▶ **Problems to work on**
(1) Reproduce the stretch of the Portland post from "How am I? How's" through "that is brunch." word for word.
(2) In the Portland post, which figures are matched with a meal or drink? Name each one.

▶ **Selected excerpt**
# # # #

How am I? How's the new place? Am I doing well? In short, yes, I am well and the new place is good. Portland is a great city to live in, my living situation is working out, and I'm staying busy with both work and play. I'm getting confident on my bike and learning which roads are bike-friendly. I'm growing a tougher skin against the rain. I'm sampling a variety of brunch restaurants. Have I mentioned how insane brunch is in Portland? People here are nuts about brunch. It's crazy. I'm talking hour-long waits at some places. But, brunch is something I am 100% willing to wait for. Brunch is the Merlin of meals. King Arthur is lunch, like a solid soup & sandwich combo. Guinevere is after-work drinks. Lancelot is the app sampler at Applebee's. But Merlin--Merlin is the glorious magic that is brunch.

Guys. Do you ever feel stuck between your present and your future? I am putting in a conceded effort to participate, contribute, say "yes!" to invitations and opportunities. Even though Portland isn't exactly what I thought it would be, I am grasping it by the horns and taking it in. I suppose I could try harder to meet "native" Portlanders (read: Californians who've been here for 4+ years who deny that they play into the Cali-migrant stereotype) but I feel fairly comfortable with the group of peers I have at the moment. Anyway, in addition to Portland life, I'm wondering what's next. Where am I going? How can I do what I love and make money? How am I going to shape this next phase of my life? How can I be near the people I care about and still follow my dreams?

# # # #

▶ **Input data**
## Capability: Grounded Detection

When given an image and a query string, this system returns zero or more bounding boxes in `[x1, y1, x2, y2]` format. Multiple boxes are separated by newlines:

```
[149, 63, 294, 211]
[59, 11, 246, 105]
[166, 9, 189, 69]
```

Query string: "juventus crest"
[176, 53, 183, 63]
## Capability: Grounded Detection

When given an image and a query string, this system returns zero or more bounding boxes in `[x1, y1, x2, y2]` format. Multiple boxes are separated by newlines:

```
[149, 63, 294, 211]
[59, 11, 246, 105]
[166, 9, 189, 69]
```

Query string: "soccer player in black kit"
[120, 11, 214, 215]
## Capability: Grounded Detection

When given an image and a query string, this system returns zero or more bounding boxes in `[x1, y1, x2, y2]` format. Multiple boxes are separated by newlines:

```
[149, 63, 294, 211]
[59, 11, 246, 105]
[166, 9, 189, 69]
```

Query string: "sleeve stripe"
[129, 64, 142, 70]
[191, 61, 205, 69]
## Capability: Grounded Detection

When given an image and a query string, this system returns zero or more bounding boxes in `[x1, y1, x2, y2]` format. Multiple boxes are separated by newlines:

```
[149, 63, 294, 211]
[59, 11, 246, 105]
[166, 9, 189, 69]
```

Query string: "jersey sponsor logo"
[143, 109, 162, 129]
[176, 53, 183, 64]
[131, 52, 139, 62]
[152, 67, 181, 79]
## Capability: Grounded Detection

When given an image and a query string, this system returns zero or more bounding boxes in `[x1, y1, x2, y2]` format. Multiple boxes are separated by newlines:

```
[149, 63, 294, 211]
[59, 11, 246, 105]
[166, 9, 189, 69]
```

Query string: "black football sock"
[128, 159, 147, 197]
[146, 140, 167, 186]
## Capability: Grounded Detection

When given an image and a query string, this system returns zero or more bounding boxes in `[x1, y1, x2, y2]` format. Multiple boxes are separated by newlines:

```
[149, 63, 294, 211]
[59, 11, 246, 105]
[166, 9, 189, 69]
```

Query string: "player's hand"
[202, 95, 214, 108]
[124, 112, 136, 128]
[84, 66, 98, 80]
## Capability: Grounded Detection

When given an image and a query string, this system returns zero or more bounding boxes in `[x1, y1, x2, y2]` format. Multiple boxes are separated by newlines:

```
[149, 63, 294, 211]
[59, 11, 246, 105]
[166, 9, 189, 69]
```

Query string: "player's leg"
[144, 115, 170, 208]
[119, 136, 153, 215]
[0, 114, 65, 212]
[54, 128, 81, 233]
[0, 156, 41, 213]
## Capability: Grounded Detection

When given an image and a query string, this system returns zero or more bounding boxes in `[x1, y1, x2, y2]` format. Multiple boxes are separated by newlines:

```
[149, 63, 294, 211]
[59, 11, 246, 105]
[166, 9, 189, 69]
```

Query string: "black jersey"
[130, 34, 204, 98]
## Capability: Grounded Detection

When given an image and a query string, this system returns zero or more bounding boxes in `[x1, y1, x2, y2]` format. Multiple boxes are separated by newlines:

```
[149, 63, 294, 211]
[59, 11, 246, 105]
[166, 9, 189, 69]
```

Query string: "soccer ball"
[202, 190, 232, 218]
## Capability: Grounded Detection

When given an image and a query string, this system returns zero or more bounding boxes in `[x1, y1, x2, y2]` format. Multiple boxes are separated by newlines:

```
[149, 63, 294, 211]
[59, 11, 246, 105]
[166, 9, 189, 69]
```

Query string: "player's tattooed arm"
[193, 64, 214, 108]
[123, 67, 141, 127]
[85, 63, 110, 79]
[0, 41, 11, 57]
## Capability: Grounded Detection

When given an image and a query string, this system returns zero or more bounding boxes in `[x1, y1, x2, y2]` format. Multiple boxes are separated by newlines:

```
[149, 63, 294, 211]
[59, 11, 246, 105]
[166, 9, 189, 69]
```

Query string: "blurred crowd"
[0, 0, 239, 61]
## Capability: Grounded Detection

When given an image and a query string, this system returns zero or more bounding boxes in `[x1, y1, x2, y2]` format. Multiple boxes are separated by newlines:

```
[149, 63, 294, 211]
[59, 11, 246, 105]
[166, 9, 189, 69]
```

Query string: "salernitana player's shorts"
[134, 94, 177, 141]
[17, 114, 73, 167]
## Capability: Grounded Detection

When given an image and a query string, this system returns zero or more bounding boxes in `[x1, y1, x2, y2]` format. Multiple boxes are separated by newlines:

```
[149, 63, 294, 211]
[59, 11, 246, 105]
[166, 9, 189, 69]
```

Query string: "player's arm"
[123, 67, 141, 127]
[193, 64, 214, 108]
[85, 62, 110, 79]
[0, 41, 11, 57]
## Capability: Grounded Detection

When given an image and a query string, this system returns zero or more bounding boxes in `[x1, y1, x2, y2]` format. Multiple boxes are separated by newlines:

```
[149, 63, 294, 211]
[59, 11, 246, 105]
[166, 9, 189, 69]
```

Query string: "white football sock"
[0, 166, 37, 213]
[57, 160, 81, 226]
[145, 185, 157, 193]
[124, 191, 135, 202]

# # # #

▶ **Answers in order**
(1)
How am I? How's the new place? Am I doing well? In short, yes, I am well and the new place is good. Portland is a great city to live in, my living situation is working out, and I'm staying busy with both work and play. I'm getting confident on my bike and learning which roads are bike-friendly. I'm growing a tougher skin against the rain. I'm sampling a variety of brunch restaurants. Have I mentioned how insane brunch is in Portland? People here are nuts about brunch. It's crazy. I'm talking hour-long waits at some places. But, brunch is something I am 100% willing to wait for. Brunch is the Merlin of meals. King Arthur is lunch, like a solid soup & sandwich combo. Guinevere is after-work drinks. Lancelot is the app sampler at Applebee's. But Merlin--Merlin is the glorious magic that is brunch.

(2) Merlin, King Arthur, Guinevere, Lancelot